» **Task statement**: Locate the line that contains "drawmask --target eave". Print it and each following line through the end of the listing, verbatim, and nothing more.

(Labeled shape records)
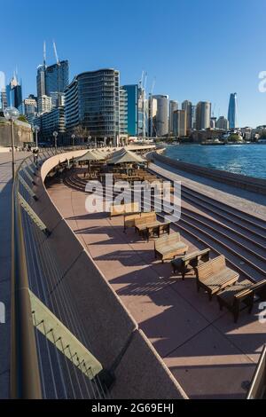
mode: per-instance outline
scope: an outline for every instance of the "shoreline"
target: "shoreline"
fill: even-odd
[[[265,151],[262,144],[225,144],[221,146],[190,143],[166,146],[163,154],[174,161],[205,169],[266,180]]]
[[[153,160],[154,161],[156,161],[168,165],[169,169],[174,168],[198,177],[203,177],[217,181],[218,183],[228,184],[237,188],[266,195],[266,179],[264,178],[257,178],[243,174],[235,174],[222,169],[203,167],[202,165],[184,162],[183,161],[177,161],[158,153],[150,153],[149,158],[151,161]]]

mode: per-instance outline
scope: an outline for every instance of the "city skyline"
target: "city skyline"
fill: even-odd
[[[207,0],[200,5],[198,3],[187,5],[169,1],[168,8],[160,4],[153,8],[150,1],[137,1],[134,7],[120,0],[101,0],[98,4],[82,1],[79,7],[62,14],[59,5],[50,0],[45,8],[29,0],[28,5],[34,7],[27,11],[12,1],[11,6],[17,12],[12,22],[4,20],[3,30],[10,35],[9,42],[3,45],[0,70],[9,78],[18,67],[23,97],[35,93],[35,71],[43,62],[43,40],[47,63],[52,65],[54,39],[59,59],[69,60],[69,81],[84,71],[113,67],[121,72],[121,85],[130,84],[137,83],[144,70],[148,73],[147,92],[155,77],[154,94],[167,94],[179,103],[210,101],[216,116],[226,116],[229,95],[237,91],[239,124],[265,124],[266,96],[259,91],[258,75],[266,68],[266,59],[256,52],[263,47],[265,4],[259,0],[254,10],[247,1],[231,2],[228,13],[228,1],[223,2],[223,8]],[[236,31],[239,6],[245,30],[239,27]],[[145,19],[141,19],[142,14]],[[51,24],[43,25],[35,36],[27,31],[19,34],[21,20],[30,24],[38,15]],[[119,21],[126,17],[122,30],[119,26],[117,30],[109,30],[108,20],[113,16]],[[256,25],[250,25],[254,20]],[[182,42],[176,43],[177,39]]]

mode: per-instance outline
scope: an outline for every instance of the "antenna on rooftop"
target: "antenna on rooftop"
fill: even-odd
[[[55,55],[56,60],[57,60],[57,64],[60,65],[59,56],[58,56],[58,51],[57,51],[57,46],[56,46],[56,43],[55,43],[54,41],[52,41],[52,46],[53,46],[53,51],[54,51],[54,55]]]
[[[43,67],[46,66],[46,43],[43,41]]]

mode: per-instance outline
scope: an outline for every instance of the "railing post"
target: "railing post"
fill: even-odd
[[[12,189],[10,395],[12,398],[37,399],[42,398],[42,388],[18,198],[18,171]]]

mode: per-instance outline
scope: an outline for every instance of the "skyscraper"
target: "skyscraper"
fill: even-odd
[[[211,104],[209,101],[200,101],[196,109],[196,129],[201,130],[210,127]]]
[[[119,135],[119,71],[112,68],[76,75],[66,87],[66,127],[87,128],[90,135],[116,144]]]
[[[216,128],[222,129],[223,130],[227,130],[229,128],[228,120],[224,116],[220,116],[216,122]]]
[[[176,100],[170,100],[169,102],[169,133],[173,133],[173,115],[174,112],[178,110],[178,103]]]
[[[42,103],[42,96],[51,98],[52,107],[64,104],[64,90],[69,83],[69,64],[67,59],[59,60],[57,53],[56,60],[56,64],[46,65],[46,49],[44,43],[43,62],[37,68],[36,77],[39,113],[43,113],[43,109],[39,107],[39,103]]]
[[[119,130],[120,135],[128,135],[128,93],[123,88],[119,90]]]
[[[192,106],[192,129],[196,129],[197,106]]]
[[[189,100],[184,100],[182,103],[182,110],[185,110],[186,112],[186,130],[192,130],[192,103]]]
[[[49,97],[56,97],[57,102],[53,106],[61,104],[60,96],[69,83],[69,65],[68,60],[59,61],[56,64],[46,67],[45,71],[45,94]]]
[[[230,95],[228,106],[228,122],[229,129],[237,127],[237,93],[233,92]]]
[[[148,99],[148,135],[150,138],[156,137],[156,114],[157,100],[153,96]]]
[[[187,135],[187,114],[185,110],[176,110],[173,114],[173,133],[181,138]]]
[[[157,136],[166,136],[168,133],[168,96],[156,95],[153,98],[157,100],[156,132]]]
[[[33,94],[30,94],[24,100],[24,114],[30,124],[34,123],[34,119],[37,113],[37,101]]]
[[[10,83],[6,86],[7,106],[16,107],[20,113],[23,113],[22,87],[18,82],[18,76],[14,74]]]
[[[145,91],[137,84],[122,85],[128,95],[128,133],[129,136],[145,135]],[[144,131],[145,130],[145,131]]]

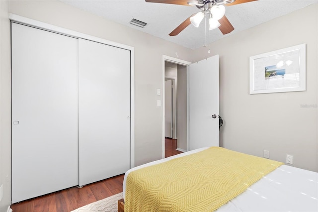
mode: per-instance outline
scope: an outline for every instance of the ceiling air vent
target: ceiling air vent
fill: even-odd
[[[147,24],[147,23],[138,20],[135,18],[133,18],[133,19],[130,21],[130,23],[133,25],[135,25],[135,26],[139,26],[143,28],[145,27],[145,26],[146,26],[146,25]]]

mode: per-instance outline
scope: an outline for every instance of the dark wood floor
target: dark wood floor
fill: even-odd
[[[177,140],[165,138],[165,157],[181,152],[176,150]],[[11,206],[13,212],[70,212],[89,203],[123,191],[124,175],[87,185],[81,189],[72,187],[22,201]]]

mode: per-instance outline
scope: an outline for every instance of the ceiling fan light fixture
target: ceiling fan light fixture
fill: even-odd
[[[214,5],[210,9],[210,11],[214,18],[220,20],[225,14],[225,6],[223,5]]]
[[[209,29],[212,30],[221,26],[219,21],[215,18],[212,17],[209,19]]]
[[[204,17],[204,14],[202,12],[199,12],[195,15],[193,15],[190,18],[190,21],[191,23],[196,27],[198,27],[200,25],[200,23]]]

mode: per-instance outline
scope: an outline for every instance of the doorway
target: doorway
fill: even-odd
[[[164,102],[162,104],[164,106],[162,117],[164,120],[162,127],[164,129],[162,133],[162,158],[164,158],[167,138],[171,137],[174,140],[168,139],[171,140],[171,142],[176,142],[177,151],[185,152],[187,149],[187,66],[191,63],[166,56],[163,56],[162,62],[164,64],[162,71],[162,88],[164,89],[162,91]],[[170,82],[172,91],[167,92],[167,95],[166,90],[169,88],[167,84],[169,84]],[[171,99],[168,96],[170,94],[172,96]],[[170,100],[172,102],[171,118],[166,114],[167,110],[170,109],[170,103],[166,102]],[[168,131],[170,125],[171,134],[169,137],[169,134],[166,132]]]

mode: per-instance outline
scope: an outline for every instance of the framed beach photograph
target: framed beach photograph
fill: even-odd
[[[249,57],[249,93],[306,91],[306,44]]]

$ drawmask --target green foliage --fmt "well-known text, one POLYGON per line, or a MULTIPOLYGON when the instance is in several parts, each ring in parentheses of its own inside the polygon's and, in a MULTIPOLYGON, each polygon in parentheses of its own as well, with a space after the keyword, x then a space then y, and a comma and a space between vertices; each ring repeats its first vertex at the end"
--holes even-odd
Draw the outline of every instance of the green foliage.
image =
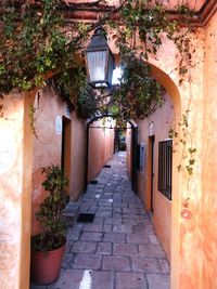
POLYGON ((44 86, 44 75, 65 69, 74 62, 74 53, 85 36, 65 32, 64 18, 58 0, 25 1, 17 4, 5 0, 0 21, 0 92, 13 88, 27 91, 44 86))
MULTIPOLYGON (((21 91, 40 88, 52 73, 54 77, 49 82, 82 118, 99 114, 113 114, 119 119, 145 118, 163 103, 161 87, 146 64, 150 53, 157 53, 162 34, 176 43, 182 56, 179 73, 187 74, 190 39, 188 34, 180 32, 176 21, 168 18, 158 1, 123 1, 110 13, 118 12, 122 25, 107 15, 91 26, 73 21, 68 24, 62 14, 64 5, 59 0, 26 0, 22 4, 3 1, 0 93, 9 93, 14 88, 21 91), (124 68, 120 87, 108 98, 95 97, 87 86, 81 53, 90 32, 101 24, 112 27, 124 68)), ((177 9, 181 15, 192 16, 186 5, 177 9)))
POLYGON ((31 246, 33 250, 50 251, 65 241, 66 224, 62 210, 68 198, 65 192, 68 180, 58 166, 43 168, 42 173, 46 175, 42 186, 49 194, 36 213, 41 234, 33 238, 31 246))
POLYGON ((120 87, 113 94, 116 117, 126 120, 145 118, 163 104, 161 86, 153 79, 148 64, 133 51, 122 50, 123 76, 120 87))
POLYGON ((196 148, 192 147, 187 147, 187 144, 192 143, 192 137, 189 132, 189 114, 190 110, 187 109, 184 114, 182 114, 182 117, 180 121, 178 122, 178 126, 180 127, 181 134, 174 130, 170 129, 169 131, 169 137, 177 140, 175 141, 175 145, 178 145, 180 143, 182 145, 181 149, 181 160, 180 163, 177 166, 178 171, 186 171, 188 174, 188 180, 190 176, 193 174, 193 168, 195 165, 195 158, 194 155, 196 153, 196 148))

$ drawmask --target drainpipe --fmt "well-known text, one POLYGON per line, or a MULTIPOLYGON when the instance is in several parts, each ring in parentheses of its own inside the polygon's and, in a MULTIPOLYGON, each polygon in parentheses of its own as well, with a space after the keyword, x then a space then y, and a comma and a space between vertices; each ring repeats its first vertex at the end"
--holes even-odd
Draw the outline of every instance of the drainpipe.
POLYGON ((86 172, 85 172, 85 193, 88 187, 88 156, 89 156, 89 131, 90 131, 90 124, 91 120, 87 123, 87 132, 86 132, 86 172))

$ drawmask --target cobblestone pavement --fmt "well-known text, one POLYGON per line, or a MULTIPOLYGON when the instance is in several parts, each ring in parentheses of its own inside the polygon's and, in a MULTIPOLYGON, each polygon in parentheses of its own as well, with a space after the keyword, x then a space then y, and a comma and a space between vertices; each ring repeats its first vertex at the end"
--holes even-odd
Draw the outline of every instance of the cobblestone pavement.
POLYGON ((80 202, 79 212, 95 213, 93 223, 68 228, 59 280, 31 289, 169 289, 169 265, 131 191, 125 156, 107 165, 80 202))

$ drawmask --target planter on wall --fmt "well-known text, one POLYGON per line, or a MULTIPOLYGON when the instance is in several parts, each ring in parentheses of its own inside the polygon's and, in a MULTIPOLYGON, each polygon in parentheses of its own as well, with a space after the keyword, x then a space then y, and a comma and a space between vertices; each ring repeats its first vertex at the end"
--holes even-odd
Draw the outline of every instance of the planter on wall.
POLYGON ((60 276, 65 244, 53 251, 31 252, 31 280, 38 285, 55 281, 60 276))

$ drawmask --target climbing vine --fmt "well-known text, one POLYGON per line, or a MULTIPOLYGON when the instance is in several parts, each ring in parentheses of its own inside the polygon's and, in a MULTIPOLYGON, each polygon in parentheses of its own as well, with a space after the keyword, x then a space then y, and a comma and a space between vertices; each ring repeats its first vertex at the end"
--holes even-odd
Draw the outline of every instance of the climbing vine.
MULTIPOLYGON (((161 47, 163 32, 175 41, 180 52, 184 52, 178 23, 168 18, 158 1, 154 4, 151 0, 123 1, 92 25, 66 23, 65 5, 59 0, 26 0, 22 4, 12 0, 2 2, 0 92, 5 94, 14 88, 31 90, 49 82, 84 118, 112 113, 114 117, 129 119, 152 114, 162 105, 163 98, 146 62, 149 54, 156 54, 161 47), (120 23, 111 19, 117 13, 120 23), (84 43, 99 25, 112 28, 124 71, 120 86, 114 89, 111 97, 97 97, 87 87, 85 77, 84 43), (46 81, 50 73, 53 79, 46 81)), ((184 5, 179 10, 181 14, 190 15, 184 5)), ((180 71, 184 73, 184 69, 180 68, 180 71)))

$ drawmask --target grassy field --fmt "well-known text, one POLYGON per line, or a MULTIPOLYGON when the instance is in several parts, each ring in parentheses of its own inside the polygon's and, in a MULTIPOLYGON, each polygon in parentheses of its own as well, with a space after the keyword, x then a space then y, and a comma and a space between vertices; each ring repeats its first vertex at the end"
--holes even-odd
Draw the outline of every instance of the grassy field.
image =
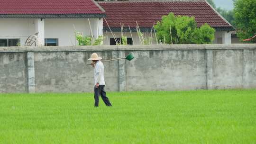
POLYGON ((0 144, 256 144, 256 90, 0 94, 0 144))

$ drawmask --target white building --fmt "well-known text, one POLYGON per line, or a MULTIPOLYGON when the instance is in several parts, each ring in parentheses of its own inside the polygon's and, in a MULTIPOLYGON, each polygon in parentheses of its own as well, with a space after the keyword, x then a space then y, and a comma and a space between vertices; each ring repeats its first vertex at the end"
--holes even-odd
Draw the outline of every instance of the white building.
POLYGON ((0 46, 24 45, 29 36, 37 32, 39 45, 77 45, 75 31, 94 37, 104 35, 104 45, 115 45, 109 26, 115 37, 119 39, 120 23, 124 24, 124 35, 128 37, 128 43, 141 45, 136 22, 144 36, 151 36, 153 25, 163 15, 171 12, 176 15, 195 17, 199 27, 208 23, 216 30, 214 44, 231 43, 229 31, 234 29, 233 27, 205 0, 143 0, 99 4, 93 0, 47 1, 0 0, 0 46), (109 26, 103 20, 105 17, 109 26))
POLYGON ((24 45, 37 32, 41 45, 75 45, 75 30, 94 37, 103 34, 105 11, 94 0, 31 1, 0 1, 0 46, 24 45))

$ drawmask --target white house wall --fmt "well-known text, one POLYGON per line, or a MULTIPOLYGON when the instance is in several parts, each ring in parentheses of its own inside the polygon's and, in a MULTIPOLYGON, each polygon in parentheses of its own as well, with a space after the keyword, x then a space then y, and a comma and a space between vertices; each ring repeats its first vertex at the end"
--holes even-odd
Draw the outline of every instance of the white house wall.
POLYGON ((35 34, 34 19, 0 19, 0 39, 20 39, 24 45, 29 36, 35 34))
MULTIPOLYGON (((102 19, 90 18, 90 21, 92 33, 96 35, 94 36, 101 35, 103 33, 102 19)), ((44 34, 40 32, 38 36, 38 38, 42 39, 42 43, 44 43, 45 38, 57 38, 59 46, 73 45, 76 45, 76 41, 73 24, 77 31, 82 33, 84 36, 91 36, 87 18, 45 19, 42 21, 38 19, 1 18, 0 39, 20 39, 20 43, 22 46, 24 45, 29 36, 34 35, 38 31, 41 31, 44 28, 44 34)))
MULTIPOLYGON (((90 19, 92 33, 96 35, 97 19, 90 19)), ((73 45, 76 44, 75 30, 84 36, 91 35, 88 19, 46 19, 45 20, 46 38, 58 38, 59 46, 73 45)), ((101 29, 102 31, 102 29, 101 29)), ((102 33, 102 32, 101 32, 102 33)))

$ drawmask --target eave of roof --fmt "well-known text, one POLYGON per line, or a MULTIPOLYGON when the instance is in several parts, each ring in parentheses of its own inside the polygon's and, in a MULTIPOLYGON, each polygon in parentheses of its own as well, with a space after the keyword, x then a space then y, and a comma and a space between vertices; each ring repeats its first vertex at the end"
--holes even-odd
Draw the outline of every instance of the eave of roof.
MULTIPOLYGON (((234 30, 233 27, 212 27, 215 29, 216 31, 231 31, 234 30)), ((110 27, 111 31, 113 32, 121 32, 121 28, 117 27, 110 27)), ((151 30, 154 31, 154 29, 152 29, 152 27, 139 27, 140 31, 141 32, 150 32, 151 30)), ((110 32, 110 30, 108 27, 103 27, 103 31, 108 31, 110 32)), ((137 32, 137 30, 136 27, 124 27, 123 29, 123 32, 137 32)))
POLYGON ((0 18, 102 18, 105 14, 0 14, 0 18))

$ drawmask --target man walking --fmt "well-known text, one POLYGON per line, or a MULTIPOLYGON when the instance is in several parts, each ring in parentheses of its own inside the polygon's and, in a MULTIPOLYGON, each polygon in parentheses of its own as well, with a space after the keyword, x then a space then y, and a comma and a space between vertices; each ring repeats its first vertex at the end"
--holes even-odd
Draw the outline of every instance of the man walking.
POLYGON ((105 91, 105 80, 104 79, 104 65, 101 61, 102 58, 99 57, 96 53, 91 54, 88 61, 92 61, 91 65, 94 67, 94 107, 99 107, 100 95, 107 106, 112 106, 105 91))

» **Exercise response**:
$ drawmask --target eave of roof --fmt "well-known text, one POLYGON per line, or a MULTIPOLYGON when the instance is in several parts, each ring in parentheses of its own inside the polygon's and, in a MULTIPOLYGON, each polygon in parentheses of its own as well, with a space after the keyword, x then a space then y, and a comma and a space between vertices; each ring repeats its first vertex at the end"
--holes even-odd
Draw the outline of every instance of the eave of roof.
MULTIPOLYGON (((234 30, 233 27, 212 27, 215 29, 216 31, 231 31, 234 30)), ((110 27, 111 31, 113 32, 121 32, 121 28, 117 27, 110 27)), ((151 30, 154 31, 154 29, 152 29, 152 27, 139 27, 140 31, 141 32, 150 32, 151 30)), ((110 32, 110 30, 108 27, 103 27, 103 31, 108 31, 110 32)), ((137 32, 137 30, 136 27, 124 27, 123 29, 123 32, 137 32)))
POLYGON ((0 18, 102 18, 105 14, 0 14, 0 18))

$ drawmask --target man walking --fmt "well-known text, one POLYGON per line, or a MULTIPOLYGON when the instance is in several parts, each ring in parentheses of its own inside the polygon's and, in a MULTIPOLYGON, each polygon in parentheses of its own as well, with a space after the keyword, x then a space then y, and a comma and a space between vertices; each ring repeats its first vertex at the end"
--holes even-odd
Draw the outline of every instance of the man walking.
POLYGON ((105 91, 105 80, 104 79, 104 65, 101 61, 102 58, 99 57, 96 53, 91 54, 88 61, 92 61, 91 65, 94 67, 94 107, 99 107, 100 95, 107 106, 112 106, 105 91))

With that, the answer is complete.